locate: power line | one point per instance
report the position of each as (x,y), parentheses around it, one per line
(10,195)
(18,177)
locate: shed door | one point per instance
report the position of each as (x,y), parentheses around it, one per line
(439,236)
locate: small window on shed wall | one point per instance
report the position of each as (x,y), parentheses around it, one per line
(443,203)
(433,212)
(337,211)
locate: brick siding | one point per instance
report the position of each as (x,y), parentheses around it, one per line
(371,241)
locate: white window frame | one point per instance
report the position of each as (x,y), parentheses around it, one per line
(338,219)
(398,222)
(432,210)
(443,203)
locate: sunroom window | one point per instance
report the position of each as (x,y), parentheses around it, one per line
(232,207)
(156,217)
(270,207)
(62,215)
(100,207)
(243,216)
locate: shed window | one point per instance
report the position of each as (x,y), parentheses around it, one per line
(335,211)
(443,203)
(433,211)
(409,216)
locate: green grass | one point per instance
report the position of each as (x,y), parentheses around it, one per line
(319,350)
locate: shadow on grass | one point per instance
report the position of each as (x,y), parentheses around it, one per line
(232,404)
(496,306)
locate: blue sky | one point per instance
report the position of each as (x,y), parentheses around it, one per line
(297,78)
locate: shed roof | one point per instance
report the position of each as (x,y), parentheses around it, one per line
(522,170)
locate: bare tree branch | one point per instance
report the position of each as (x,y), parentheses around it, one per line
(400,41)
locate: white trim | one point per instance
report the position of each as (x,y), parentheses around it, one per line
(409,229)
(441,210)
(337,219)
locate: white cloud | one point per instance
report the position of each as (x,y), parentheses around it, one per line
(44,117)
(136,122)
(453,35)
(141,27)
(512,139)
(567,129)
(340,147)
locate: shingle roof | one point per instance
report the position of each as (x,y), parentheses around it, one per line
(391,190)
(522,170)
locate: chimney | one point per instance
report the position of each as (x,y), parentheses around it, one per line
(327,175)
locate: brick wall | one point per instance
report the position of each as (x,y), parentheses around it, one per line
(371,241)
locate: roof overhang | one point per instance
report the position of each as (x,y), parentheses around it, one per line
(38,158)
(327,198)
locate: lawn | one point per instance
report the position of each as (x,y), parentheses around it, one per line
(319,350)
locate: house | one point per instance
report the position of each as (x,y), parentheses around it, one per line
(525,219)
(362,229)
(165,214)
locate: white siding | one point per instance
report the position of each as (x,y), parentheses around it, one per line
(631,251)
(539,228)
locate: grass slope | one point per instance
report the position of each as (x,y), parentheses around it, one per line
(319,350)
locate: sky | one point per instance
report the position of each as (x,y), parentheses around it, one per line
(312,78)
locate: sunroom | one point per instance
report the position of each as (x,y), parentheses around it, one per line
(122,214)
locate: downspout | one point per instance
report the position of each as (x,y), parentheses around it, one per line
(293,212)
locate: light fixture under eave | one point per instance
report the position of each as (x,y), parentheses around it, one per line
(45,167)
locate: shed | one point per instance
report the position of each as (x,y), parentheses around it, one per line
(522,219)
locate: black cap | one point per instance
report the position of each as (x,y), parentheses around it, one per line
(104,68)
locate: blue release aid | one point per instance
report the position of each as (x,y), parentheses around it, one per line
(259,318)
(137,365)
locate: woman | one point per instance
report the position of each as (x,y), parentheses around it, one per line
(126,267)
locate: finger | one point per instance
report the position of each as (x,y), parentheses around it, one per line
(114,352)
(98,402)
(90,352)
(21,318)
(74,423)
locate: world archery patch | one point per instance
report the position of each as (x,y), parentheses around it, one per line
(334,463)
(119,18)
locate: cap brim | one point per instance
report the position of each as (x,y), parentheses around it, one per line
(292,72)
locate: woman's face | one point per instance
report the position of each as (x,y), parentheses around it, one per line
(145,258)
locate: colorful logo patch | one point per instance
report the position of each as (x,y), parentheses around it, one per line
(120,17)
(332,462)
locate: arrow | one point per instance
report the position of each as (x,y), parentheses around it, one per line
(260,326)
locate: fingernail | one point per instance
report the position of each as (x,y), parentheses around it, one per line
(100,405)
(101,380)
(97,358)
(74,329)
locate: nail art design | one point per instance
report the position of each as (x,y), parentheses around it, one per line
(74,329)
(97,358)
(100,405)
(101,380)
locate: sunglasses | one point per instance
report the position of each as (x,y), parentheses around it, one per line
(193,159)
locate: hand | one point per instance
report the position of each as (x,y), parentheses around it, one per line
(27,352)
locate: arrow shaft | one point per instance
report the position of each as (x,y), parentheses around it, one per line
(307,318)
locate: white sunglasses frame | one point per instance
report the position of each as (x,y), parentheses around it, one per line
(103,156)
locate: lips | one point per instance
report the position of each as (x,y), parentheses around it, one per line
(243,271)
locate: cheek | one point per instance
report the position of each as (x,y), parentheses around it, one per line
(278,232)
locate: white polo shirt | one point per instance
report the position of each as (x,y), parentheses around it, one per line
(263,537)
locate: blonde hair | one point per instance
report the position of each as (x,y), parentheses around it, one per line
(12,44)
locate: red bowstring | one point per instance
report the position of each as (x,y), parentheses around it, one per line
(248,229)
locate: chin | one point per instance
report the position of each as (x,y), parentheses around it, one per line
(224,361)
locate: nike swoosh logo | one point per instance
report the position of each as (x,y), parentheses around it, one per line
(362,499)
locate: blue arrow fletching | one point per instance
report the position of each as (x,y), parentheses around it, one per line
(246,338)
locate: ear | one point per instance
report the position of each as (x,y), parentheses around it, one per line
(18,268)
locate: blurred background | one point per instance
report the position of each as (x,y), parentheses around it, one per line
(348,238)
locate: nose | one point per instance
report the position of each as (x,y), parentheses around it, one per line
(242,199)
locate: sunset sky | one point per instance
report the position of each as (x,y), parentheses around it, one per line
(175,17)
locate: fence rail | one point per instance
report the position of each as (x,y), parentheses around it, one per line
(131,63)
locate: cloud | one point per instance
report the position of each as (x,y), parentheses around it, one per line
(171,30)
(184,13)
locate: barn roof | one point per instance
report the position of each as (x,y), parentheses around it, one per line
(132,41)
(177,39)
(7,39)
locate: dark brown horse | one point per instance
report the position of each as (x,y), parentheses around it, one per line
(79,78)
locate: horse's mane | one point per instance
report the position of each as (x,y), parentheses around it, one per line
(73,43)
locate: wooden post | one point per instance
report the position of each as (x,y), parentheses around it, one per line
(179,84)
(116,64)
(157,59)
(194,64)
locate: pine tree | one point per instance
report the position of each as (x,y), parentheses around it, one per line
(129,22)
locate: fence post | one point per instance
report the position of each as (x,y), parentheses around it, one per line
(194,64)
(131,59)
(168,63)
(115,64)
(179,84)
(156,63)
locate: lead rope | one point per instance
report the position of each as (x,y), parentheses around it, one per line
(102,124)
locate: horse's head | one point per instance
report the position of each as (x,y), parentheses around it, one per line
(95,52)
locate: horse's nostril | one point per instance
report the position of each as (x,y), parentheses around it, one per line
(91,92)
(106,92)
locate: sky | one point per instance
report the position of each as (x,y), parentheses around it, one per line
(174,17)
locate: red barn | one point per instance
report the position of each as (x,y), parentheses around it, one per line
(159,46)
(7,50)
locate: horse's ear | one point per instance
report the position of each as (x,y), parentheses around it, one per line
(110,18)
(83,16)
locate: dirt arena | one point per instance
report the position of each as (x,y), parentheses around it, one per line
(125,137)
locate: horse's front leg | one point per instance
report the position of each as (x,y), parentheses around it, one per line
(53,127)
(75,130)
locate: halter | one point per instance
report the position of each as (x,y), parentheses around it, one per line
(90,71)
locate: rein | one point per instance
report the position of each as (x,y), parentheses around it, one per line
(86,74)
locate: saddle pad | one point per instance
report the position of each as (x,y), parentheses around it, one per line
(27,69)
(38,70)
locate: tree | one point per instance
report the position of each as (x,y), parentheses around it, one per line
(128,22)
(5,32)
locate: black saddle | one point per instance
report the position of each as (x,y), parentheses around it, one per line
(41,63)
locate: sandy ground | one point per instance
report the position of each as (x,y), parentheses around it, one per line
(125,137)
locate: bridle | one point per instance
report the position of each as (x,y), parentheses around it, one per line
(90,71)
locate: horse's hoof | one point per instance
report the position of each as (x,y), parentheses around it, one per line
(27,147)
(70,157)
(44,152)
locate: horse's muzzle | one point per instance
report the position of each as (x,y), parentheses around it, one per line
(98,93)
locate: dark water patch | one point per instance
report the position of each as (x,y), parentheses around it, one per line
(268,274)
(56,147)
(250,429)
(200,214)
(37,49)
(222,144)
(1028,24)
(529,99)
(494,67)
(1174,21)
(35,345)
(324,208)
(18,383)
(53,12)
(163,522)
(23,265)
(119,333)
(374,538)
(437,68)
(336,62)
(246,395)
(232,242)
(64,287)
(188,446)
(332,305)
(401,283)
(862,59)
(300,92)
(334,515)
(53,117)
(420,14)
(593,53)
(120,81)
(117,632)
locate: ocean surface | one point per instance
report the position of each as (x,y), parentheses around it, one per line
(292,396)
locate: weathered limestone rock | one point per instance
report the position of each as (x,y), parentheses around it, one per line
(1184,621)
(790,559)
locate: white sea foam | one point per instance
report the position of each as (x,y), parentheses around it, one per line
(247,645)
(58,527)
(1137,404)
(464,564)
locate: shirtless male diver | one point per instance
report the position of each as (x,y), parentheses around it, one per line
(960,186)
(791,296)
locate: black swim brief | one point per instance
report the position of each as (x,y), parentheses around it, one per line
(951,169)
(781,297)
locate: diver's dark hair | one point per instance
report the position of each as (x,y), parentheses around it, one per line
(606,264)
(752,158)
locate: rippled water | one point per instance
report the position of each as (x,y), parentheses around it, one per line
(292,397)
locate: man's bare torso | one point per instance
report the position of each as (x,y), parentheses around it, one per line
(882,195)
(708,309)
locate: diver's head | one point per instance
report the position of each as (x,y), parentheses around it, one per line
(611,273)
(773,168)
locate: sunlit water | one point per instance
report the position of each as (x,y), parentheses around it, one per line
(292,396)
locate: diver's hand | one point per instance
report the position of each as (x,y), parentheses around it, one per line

▶ [WHAT TO WORK ON]
Each line above that contains the word "bare" should be copied.

▶ [THE ANSWER]
locate: bare tree branch | one point per instance
locate: man's bare torso | one point per instance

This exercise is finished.